### THE REQUEST
Render every line of the entries below as a JSON array of strings, with one string per line and blank lines omitted.

### PROVIDED MATERIAL
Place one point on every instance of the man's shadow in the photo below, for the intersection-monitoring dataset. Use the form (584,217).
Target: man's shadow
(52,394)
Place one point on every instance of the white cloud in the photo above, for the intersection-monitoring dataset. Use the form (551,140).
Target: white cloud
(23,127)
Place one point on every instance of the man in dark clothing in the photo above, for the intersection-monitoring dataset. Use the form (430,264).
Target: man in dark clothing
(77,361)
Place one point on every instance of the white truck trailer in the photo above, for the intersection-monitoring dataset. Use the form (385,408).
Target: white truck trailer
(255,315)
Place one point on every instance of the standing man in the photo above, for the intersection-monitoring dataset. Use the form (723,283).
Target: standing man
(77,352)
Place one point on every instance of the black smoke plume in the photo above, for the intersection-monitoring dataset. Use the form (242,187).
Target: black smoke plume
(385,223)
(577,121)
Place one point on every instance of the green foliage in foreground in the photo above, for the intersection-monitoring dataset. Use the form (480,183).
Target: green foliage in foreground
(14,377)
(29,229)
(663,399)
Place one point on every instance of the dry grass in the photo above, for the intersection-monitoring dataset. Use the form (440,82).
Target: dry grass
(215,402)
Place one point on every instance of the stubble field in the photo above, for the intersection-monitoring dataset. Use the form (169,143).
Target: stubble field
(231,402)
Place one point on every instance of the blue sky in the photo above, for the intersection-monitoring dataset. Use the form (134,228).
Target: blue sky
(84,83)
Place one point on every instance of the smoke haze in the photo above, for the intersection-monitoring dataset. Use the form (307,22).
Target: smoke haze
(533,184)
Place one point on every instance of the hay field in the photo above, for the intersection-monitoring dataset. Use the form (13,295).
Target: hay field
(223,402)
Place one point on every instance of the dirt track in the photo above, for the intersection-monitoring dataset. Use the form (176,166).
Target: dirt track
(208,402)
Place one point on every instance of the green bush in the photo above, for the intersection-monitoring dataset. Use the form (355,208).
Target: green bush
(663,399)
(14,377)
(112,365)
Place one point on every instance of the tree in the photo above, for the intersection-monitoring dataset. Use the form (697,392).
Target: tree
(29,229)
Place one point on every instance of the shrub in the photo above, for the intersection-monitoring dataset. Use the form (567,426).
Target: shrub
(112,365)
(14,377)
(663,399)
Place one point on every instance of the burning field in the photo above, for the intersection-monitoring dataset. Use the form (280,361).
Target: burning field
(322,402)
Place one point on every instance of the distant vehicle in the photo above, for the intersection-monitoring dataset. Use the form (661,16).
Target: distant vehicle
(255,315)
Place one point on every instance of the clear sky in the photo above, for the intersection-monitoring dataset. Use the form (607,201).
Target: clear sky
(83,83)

### OUTPUT FOR THIS EXERCISE
[
  "Place one point on every instance of the man's shadow in the photo below, for the intersection-monitoring dataset. Use the form (584,217).",
  "Target: man's shadow",
  "(52,394)",
  "Place one point on every instance of the white cloud in the photo above, for the intersection-monitoring dataset. Use the form (551,140).",
  "Target: white cloud",
  "(23,127)",
  "Place one point on every instance of the man in dark clothing in the photo above, for the intersection-monitoring dataset. Use the form (430,264).",
  "Target: man in dark clothing",
  "(77,361)",
  "Place one point on every instance of the white truck trailer in the photo above, for the intersection-monitoring dataset. Use the form (385,408).",
  "Target: white truck trailer",
  "(255,315)",
  "Place one point on every instance of the standing man in the photo above, for the intersection-monitoring dataset. Use the form (723,283).",
  "Target: standing man",
  "(77,352)",
  "Place one point on every instance of the black smoke plume in the photo above, for the intersection-monitoring dataset. Use the form (242,187).",
  "Target: black smoke plume",
  "(385,223)",
  "(577,121)",
  "Place one point on every instance of the green foliage in foreground in the photo above, for the intersection-monitoring dataset. Use the form (480,183).",
  "Target: green foliage in foreground",
  "(14,377)",
  "(29,229)",
  "(663,399)",
  "Place one point on every instance of the dry grass in the photo above, for the intersection-monitoring dataset. Use the form (440,82).",
  "Target: dry grass",
  "(215,402)",
  "Place one point on every instance of the stubble field in the photo above, for the intersection-monitoring dataset. Use the form (169,143).",
  "Target: stubble field",
  "(231,402)",
  "Place one point on every instance of the blue sky in the photo above, for the intersection-monitoring dataset. Use the form (134,228).",
  "Target: blue sky",
  "(84,83)",
  "Place one point on every instance of the smoke haze in the photo above, for the intersection-monitoring dataset. Use the form (307,22).",
  "Target: smoke haze",
  "(533,184)",
  "Place one point on every instance of the hay field in the photo above, for the intersection-monitoring dataset. Use the form (13,295).",
  "Target: hay field",
  "(223,402)",
  "Place one point on every instance of the dirt track in the photo above, for the intersection-monitoring dataset. Use the form (176,166).",
  "Target: dirt track",
  "(208,402)",
  "Place one point on every instance of the green bush in the photo above, for the intersection-monitoring dataset. Use the form (355,208).",
  "Target: green bush",
  "(663,399)",
  "(14,377)",
  "(112,365)",
  "Place one point on every instance of the tree in the photo above, for the intersection-monitoring dataset. Use the form (697,392).",
  "Target: tree",
  "(29,229)",
  "Place one point on every instance of the shrub in the photo above, for the intersection-monitoring dataset. Use the form (567,426).",
  "Target: shrub",
  "(112,365)",
  "(14,377)",
  "(663,399)",
  "Place one point on every instance of the burning field in the photo above, for the intersection-monitoring dataset. Use the form (280,361).",
  "Target: burning field",
  "(322,402)",
  "Place one point on every instance of the distant vehicle in the photo above, for the intersection-monitoring dataset. Use the form (661,16).",
  "Target: distant vehicle",
  "(255,315)",
  "Place one point on every instance of the clear sky in the photo above, for the intersection-monitoring dataset. Use the form (607,201).",
  "Target: clear sky",
  "(83,83)"
]